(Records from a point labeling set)
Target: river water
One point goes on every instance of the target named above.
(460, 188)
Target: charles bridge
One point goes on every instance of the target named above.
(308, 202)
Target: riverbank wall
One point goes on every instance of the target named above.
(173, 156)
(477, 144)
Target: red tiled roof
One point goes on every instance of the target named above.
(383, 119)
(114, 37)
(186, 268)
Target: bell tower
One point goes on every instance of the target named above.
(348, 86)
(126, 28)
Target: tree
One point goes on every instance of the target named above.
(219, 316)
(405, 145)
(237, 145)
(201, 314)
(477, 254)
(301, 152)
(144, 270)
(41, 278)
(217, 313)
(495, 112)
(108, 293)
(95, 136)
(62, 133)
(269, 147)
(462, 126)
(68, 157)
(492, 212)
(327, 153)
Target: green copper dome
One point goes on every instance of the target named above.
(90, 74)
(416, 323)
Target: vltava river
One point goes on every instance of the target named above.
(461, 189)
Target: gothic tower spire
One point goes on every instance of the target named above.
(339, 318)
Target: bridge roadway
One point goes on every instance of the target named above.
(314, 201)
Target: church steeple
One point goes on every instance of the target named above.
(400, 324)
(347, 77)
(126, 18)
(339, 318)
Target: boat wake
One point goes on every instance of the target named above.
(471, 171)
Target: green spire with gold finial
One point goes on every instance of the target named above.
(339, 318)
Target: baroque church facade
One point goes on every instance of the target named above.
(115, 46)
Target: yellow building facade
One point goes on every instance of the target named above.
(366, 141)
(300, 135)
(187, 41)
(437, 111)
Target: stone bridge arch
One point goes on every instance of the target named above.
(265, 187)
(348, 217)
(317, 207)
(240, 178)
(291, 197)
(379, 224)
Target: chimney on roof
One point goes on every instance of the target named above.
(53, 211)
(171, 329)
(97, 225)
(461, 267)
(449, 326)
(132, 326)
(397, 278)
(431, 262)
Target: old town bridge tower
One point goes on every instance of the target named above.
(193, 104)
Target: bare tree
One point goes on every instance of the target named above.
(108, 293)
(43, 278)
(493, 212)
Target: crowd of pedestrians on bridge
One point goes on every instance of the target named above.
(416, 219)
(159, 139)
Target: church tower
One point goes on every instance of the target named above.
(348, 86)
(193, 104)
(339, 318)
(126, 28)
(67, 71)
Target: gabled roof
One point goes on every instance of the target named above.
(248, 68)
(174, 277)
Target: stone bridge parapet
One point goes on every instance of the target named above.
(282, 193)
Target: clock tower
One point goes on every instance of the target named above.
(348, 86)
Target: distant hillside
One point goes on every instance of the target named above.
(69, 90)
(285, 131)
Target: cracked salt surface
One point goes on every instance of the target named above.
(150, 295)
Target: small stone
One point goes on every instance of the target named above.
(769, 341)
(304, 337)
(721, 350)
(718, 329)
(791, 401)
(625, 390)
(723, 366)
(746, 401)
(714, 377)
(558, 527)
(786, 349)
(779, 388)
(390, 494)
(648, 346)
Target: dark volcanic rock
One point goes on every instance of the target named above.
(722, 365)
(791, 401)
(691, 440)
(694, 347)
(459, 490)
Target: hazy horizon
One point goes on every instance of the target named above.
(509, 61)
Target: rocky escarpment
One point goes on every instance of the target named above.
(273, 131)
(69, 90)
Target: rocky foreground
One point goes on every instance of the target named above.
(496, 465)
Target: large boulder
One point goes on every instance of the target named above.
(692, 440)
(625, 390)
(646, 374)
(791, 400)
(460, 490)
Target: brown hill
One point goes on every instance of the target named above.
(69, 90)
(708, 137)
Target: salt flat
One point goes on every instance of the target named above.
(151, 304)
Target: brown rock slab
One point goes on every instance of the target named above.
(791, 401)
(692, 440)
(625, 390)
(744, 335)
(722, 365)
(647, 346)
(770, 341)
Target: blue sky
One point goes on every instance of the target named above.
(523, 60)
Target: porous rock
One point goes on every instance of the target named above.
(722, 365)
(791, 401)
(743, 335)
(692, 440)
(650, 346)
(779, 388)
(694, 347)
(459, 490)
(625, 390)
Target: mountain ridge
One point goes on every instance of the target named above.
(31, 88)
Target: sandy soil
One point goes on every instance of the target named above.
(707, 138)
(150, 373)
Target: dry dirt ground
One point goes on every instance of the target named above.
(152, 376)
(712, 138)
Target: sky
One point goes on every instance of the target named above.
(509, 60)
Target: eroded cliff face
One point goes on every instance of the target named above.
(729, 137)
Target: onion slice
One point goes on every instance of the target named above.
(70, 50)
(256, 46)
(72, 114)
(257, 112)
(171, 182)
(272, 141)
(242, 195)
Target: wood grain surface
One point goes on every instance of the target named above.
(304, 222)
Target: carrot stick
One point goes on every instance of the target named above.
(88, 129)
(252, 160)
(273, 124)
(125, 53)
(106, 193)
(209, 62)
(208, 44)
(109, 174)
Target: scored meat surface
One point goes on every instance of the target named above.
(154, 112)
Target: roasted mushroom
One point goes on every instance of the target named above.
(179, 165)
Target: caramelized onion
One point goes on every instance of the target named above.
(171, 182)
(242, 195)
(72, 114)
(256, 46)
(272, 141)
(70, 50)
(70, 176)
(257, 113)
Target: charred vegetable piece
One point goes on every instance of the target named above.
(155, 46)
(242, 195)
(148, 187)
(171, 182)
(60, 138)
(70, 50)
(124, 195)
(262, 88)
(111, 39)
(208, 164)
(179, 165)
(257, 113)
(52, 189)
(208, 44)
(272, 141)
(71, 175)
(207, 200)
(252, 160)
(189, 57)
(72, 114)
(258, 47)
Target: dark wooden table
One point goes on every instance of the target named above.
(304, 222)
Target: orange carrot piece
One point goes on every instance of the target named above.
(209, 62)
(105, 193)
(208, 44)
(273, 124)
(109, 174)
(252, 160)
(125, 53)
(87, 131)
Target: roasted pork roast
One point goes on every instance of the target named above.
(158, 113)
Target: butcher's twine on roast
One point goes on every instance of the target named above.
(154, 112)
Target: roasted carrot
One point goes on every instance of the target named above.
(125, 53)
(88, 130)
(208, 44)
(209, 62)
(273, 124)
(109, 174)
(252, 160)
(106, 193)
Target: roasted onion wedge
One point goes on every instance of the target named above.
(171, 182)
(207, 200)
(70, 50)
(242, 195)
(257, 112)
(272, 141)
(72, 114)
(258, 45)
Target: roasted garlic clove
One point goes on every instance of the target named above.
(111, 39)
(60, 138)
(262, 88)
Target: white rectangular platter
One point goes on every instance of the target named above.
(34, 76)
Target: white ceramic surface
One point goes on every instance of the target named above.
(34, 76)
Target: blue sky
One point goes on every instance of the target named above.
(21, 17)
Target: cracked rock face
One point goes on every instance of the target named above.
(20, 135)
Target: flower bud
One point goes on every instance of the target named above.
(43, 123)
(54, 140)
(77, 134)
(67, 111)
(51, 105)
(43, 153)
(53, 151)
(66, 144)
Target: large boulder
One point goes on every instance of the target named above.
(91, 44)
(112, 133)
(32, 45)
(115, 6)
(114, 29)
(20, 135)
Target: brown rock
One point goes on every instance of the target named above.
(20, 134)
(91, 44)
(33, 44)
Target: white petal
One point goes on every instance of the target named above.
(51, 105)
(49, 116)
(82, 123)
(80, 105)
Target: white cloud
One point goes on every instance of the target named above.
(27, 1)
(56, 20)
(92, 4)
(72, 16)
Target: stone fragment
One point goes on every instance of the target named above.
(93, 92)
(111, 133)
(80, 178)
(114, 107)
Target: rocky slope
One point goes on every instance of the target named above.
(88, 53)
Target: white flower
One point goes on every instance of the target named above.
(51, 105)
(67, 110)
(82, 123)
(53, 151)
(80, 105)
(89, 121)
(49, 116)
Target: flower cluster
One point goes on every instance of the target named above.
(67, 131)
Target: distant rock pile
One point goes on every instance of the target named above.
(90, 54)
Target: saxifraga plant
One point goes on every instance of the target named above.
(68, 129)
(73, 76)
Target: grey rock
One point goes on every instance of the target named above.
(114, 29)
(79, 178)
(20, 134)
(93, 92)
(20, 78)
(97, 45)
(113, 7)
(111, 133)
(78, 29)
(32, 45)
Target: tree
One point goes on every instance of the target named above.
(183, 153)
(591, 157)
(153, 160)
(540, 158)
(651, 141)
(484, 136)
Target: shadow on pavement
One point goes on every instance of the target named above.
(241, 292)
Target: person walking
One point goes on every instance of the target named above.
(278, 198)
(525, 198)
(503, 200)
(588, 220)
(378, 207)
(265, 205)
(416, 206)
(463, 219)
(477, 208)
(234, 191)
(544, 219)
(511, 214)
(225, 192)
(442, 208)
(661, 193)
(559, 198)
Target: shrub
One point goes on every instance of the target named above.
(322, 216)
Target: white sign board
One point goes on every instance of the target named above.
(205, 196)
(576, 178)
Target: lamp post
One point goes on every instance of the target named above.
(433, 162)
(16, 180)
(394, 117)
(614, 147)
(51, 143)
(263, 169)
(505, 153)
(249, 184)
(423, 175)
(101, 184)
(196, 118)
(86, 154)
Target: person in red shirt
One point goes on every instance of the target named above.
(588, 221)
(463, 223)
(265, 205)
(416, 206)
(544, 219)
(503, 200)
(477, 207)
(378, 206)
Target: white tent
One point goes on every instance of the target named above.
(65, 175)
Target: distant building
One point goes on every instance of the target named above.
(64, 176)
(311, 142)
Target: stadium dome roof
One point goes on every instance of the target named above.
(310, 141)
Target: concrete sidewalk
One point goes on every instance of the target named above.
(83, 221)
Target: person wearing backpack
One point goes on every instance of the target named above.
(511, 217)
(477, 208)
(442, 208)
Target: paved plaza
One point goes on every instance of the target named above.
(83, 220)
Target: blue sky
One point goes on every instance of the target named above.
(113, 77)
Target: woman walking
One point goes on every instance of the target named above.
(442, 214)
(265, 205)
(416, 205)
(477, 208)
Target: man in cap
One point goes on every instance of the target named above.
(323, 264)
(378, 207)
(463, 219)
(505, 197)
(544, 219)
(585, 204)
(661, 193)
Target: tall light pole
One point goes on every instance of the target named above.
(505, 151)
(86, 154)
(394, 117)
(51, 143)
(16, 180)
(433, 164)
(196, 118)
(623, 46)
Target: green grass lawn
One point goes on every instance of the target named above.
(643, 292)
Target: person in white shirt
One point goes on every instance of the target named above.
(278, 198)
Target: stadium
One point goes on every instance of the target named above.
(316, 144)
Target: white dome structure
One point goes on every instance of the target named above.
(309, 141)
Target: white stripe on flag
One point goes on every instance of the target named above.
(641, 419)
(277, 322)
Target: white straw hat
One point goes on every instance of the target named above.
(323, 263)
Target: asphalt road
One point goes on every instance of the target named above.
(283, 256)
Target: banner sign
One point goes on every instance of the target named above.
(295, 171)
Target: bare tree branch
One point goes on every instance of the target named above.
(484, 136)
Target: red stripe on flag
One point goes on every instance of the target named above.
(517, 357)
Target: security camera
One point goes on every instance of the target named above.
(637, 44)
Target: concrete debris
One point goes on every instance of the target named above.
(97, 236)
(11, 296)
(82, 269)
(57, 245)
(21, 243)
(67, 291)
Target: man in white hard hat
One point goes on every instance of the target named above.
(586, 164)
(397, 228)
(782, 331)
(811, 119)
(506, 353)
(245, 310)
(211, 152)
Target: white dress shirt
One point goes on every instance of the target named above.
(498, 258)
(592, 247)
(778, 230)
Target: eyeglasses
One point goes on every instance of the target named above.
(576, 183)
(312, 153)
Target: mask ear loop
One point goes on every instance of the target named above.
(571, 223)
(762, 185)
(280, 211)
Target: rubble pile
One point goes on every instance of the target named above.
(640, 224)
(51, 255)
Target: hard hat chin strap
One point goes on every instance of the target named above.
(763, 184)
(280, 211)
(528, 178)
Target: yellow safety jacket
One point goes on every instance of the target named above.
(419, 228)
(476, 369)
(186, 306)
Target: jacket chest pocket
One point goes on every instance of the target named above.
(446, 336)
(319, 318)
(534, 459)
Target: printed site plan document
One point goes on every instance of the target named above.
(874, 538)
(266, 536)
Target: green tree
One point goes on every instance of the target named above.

• **Exercise requirements**: Repeat, without changes, every line from the one that contains "Target: white dome structure" through the final line of the data.

• **Task result**:
Target: white dome structure
One point goes on every instance of the target named above.
(309, 141)
Target: white stripe on flag
One point goes on every instance of the target named above.
(641, 419)
(277, 322)
Target: white straw hat
One point goes on every instance of the target named above.
(323, 263)
Target: asphalt road
One point goes on every instance of the target named above.
(283, 256)
Target: banner sign
One point goes on every instance of the target named above.
(295, 171)
Target: bare tree branch
One point goes on every instance of the target named above.
(484, 136)
Target: red stripe on flag
One point goes on every instance of the target named above.
(517, 357)
Target: security camera
One point goes on every instance of the target named above.
(637, 44)
Target: concrete debris
One point goes on every instance of the target named above.
(97, 236)
(11, 296)
(82, 269)
(57, 245)
(21, 243)
(67, 291)
Target: man in white hard hat
One point goes on every instance of the target named above.
(586, 164)
(397, 228)
(782, 331)
(811, 119)
(506, 353)
(245, 310)
(211, 152)
Target: white dress shirt
One point goes on every instance of the target named above.
(498, 258)
(592, 247)
(778, 230)
Target: eyeglasses
One point goes on every instance of the target named above.
(576, 183)
(312, 153)
Target: mask ear loop
One point goes on every instance of the target named above.
(571, 223)
(762, 185)
(280, 211)
Target: rubble pile
One point goes on every instance of the target named above.
(640, 224)
(51, 255)
Target: hard hat chin strap
One point goes on every instance of the target named above.
(763, 184)
(280, 211)
(528, 178)
Target: yellow safety jacket
One point goes on every instance of the target named above.
(419, 228)
(476, 369)
(186, 306)
Target: jacket chest pocket
One point goes on every instance of the target named above.
(446, 336)
(319, 318)
(534, 459)
Target: printed site plan document
One point goes on every instance of the target named above.
(874, 538)
(266, 536)
Target: green tree
One point goes on every instance of the target named above.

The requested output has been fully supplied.